Segment Start: Excerpt to read

Unlike the silver print process, platinum lies on the paper surface, while silver lies in a gelatin or albumen emulsion that coats the paper. As a result, since no gelatin emulsion is used, the final platinum image is absolutely matte with a deposit of platinum (and/or palladium, its sister element which is also used in most platinum photographs) absorbed slightly into the paper.
Chemistry
The process, which has remained unchanged to this day, is based upon the fact that certain ferric salts can be reduced to the ferrous state when exposed to light rich in ultraviolet radiation, and these ferrous salts can further reduce the platinum salts to metallic platinum. Thus, paper coated with an aqueous mixture of platinum chloroplatinite (and /or sodium palladium chloride) and ferric oxalate, is allowed to dry and the paper then contact printed beneath a negative of the same size as the desired image under sunlight or an ultraviolet light source. The ferric salts become ferrous in proportion to the densities of the negative. The print is then developed in aqueous potassium oxalate which causes the platinum to be reduced to the metallic state. Any light sensitive ferric salts remaining in the paper are dissolved out with very dilute hydrochloric acid and the image which remains consists of pure platinum metal on a substrate of paper fibers, the paper usually being composed of 100% alpha cellulose. Since platinum is extremely inert to any atmospheric pollutant - archivally the print will last as long as the paper upon which it is made.

Segment End: Excerpt to read

■ Using the information
- a) Reproduce the platinum printing text from "Unlike the silver" to "into the paper.".
- b) According to the platinum printing text, what solution is the print developed in?

Segment Start: Material supplied

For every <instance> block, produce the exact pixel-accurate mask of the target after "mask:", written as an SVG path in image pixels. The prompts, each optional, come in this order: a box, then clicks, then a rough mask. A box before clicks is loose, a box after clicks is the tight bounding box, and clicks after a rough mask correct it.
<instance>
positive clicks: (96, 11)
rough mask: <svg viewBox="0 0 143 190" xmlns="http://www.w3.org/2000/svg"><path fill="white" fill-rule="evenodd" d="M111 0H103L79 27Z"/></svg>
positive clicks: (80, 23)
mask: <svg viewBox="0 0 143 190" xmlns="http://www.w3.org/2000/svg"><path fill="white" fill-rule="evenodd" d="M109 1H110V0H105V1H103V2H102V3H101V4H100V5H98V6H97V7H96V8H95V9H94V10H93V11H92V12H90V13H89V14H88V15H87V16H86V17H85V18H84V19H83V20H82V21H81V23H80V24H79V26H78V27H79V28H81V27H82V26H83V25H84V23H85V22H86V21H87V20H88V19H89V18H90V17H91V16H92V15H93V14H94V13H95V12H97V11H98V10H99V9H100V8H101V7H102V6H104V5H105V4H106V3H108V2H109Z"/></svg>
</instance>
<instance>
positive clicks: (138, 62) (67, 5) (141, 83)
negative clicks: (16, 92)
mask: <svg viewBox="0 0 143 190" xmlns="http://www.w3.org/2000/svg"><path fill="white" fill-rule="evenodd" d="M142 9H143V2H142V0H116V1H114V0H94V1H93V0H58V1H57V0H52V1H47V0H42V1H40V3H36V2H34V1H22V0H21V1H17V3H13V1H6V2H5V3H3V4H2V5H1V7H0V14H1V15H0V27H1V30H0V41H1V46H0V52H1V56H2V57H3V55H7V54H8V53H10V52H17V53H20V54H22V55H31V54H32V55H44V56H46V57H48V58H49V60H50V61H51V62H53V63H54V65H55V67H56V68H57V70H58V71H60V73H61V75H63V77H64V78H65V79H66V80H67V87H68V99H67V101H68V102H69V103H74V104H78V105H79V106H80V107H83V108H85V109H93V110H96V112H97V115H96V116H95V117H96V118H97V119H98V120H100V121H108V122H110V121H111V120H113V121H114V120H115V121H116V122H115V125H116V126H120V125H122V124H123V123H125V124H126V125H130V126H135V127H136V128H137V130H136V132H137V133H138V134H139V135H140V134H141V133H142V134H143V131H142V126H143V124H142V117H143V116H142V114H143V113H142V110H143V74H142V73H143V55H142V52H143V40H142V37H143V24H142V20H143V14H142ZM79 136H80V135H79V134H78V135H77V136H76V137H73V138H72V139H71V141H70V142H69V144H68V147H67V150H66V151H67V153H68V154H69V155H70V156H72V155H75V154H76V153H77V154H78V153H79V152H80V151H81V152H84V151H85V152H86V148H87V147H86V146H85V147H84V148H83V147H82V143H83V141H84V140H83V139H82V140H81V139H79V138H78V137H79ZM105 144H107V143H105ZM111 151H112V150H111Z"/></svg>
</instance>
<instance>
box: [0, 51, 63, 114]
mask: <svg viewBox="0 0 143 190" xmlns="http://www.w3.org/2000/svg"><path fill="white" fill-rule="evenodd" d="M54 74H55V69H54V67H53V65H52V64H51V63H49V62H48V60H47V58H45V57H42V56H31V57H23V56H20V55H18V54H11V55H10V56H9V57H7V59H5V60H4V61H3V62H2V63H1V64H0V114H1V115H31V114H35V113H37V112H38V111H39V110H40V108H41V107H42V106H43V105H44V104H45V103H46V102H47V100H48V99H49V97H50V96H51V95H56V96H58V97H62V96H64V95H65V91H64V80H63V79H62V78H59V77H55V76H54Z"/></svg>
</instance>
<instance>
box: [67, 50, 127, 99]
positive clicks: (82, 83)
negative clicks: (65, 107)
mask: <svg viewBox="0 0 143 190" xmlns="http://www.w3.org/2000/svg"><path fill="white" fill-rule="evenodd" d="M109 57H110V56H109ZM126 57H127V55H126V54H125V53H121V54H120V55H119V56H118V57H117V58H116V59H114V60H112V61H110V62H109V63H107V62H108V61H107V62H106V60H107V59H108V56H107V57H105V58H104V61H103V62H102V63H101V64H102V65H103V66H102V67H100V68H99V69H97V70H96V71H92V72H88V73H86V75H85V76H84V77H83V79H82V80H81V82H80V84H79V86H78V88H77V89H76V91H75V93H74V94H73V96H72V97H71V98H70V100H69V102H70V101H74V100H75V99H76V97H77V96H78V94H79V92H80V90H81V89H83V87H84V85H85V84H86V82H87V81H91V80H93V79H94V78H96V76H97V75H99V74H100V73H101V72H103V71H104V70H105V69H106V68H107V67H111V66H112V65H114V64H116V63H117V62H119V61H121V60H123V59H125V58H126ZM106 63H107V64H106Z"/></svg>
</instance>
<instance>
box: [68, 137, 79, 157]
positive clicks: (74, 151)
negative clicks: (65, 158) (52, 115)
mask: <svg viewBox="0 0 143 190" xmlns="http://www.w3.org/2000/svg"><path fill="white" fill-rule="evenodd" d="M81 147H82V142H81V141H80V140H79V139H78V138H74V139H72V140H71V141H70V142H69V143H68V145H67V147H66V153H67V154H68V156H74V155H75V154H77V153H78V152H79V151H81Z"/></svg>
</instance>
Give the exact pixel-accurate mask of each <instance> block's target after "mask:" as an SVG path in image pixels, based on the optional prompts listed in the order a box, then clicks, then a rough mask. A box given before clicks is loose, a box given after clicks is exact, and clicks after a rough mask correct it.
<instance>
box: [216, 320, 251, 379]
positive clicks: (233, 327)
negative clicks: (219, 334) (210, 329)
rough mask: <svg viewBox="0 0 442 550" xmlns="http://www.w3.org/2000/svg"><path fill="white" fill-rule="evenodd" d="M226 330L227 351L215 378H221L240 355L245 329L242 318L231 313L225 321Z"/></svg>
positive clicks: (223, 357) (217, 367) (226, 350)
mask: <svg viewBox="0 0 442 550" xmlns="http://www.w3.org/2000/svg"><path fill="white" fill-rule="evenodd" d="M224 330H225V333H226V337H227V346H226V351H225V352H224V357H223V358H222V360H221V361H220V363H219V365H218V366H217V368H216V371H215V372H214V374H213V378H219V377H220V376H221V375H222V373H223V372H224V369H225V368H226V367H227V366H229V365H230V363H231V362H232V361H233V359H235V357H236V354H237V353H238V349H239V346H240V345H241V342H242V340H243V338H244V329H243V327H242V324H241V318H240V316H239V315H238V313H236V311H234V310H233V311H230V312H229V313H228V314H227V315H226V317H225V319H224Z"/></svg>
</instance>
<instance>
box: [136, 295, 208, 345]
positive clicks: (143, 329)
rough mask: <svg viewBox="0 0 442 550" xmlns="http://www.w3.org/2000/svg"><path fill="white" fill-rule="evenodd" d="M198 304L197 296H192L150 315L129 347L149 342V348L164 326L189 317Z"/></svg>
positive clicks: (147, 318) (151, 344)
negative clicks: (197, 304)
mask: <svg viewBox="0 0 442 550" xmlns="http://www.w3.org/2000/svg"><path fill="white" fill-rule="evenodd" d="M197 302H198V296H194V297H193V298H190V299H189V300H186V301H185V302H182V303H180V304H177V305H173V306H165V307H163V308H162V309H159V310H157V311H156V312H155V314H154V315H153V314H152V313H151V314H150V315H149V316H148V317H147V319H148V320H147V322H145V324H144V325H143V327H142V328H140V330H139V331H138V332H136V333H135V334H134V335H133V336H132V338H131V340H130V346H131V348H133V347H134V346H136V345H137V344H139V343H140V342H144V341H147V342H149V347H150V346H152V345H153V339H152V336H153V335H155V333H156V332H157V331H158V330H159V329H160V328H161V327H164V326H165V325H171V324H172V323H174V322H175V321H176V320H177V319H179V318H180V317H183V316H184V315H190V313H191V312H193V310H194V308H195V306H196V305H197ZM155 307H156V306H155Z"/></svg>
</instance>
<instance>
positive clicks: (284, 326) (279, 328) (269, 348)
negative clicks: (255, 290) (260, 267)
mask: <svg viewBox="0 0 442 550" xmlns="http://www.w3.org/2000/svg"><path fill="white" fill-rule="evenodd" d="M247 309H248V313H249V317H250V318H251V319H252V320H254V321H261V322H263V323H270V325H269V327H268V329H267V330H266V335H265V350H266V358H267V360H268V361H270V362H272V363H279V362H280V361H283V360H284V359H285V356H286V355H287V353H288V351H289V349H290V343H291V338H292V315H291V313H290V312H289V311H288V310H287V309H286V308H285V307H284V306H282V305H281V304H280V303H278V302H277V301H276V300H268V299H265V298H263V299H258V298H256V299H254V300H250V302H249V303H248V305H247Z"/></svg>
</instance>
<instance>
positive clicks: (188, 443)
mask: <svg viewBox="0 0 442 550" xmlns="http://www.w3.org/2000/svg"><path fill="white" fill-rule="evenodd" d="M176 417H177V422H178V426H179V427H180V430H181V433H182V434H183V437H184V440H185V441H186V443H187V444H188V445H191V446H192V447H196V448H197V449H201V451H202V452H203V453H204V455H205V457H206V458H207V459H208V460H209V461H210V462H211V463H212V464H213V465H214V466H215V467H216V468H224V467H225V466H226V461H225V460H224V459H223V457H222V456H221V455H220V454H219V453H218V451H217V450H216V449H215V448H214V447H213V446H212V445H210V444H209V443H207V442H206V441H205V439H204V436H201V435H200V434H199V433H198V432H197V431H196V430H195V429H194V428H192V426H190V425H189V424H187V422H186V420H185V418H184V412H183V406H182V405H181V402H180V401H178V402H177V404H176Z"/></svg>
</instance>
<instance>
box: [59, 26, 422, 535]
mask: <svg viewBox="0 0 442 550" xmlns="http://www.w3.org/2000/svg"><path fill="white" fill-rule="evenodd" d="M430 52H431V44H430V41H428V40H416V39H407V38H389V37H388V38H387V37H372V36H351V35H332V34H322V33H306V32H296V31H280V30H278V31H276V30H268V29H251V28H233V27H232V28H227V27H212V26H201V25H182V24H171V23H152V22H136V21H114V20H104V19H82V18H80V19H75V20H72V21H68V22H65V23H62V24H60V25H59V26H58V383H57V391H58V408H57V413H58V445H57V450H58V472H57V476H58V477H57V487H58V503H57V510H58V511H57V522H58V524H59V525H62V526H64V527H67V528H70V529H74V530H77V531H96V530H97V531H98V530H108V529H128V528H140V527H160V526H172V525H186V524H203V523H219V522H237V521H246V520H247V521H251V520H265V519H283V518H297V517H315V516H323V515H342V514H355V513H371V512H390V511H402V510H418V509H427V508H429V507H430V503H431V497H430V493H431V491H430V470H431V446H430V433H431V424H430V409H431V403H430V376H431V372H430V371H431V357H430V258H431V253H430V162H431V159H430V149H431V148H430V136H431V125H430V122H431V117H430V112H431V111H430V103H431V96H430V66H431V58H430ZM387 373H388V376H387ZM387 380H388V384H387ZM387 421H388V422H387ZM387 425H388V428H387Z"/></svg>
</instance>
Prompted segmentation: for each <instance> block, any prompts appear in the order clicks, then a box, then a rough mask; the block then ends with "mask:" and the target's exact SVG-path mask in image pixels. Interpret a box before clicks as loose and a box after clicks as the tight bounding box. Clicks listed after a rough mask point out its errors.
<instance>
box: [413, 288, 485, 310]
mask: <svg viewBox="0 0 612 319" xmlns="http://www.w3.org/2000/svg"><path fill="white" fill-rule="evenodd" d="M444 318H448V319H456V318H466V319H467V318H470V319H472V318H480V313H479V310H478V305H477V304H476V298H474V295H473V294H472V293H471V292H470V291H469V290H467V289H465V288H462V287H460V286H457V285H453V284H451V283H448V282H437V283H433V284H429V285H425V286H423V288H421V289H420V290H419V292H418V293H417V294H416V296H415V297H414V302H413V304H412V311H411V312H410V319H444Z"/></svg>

Segment End: Material supplied

■ Your responses
- a)
Unlike the silver print process, platinum lies on the paper surface, while silver lies in a gelatin or albumen emulsion that coats the paper. As a result, since no gelatin emulsion is used, the final platinum image is absolutely matte with a deposit of platinum (and/or palladium, its sister element which is also used in most platinum photographs) absorbed slightly into the paper.

- b) Aqueous potassium oxalate.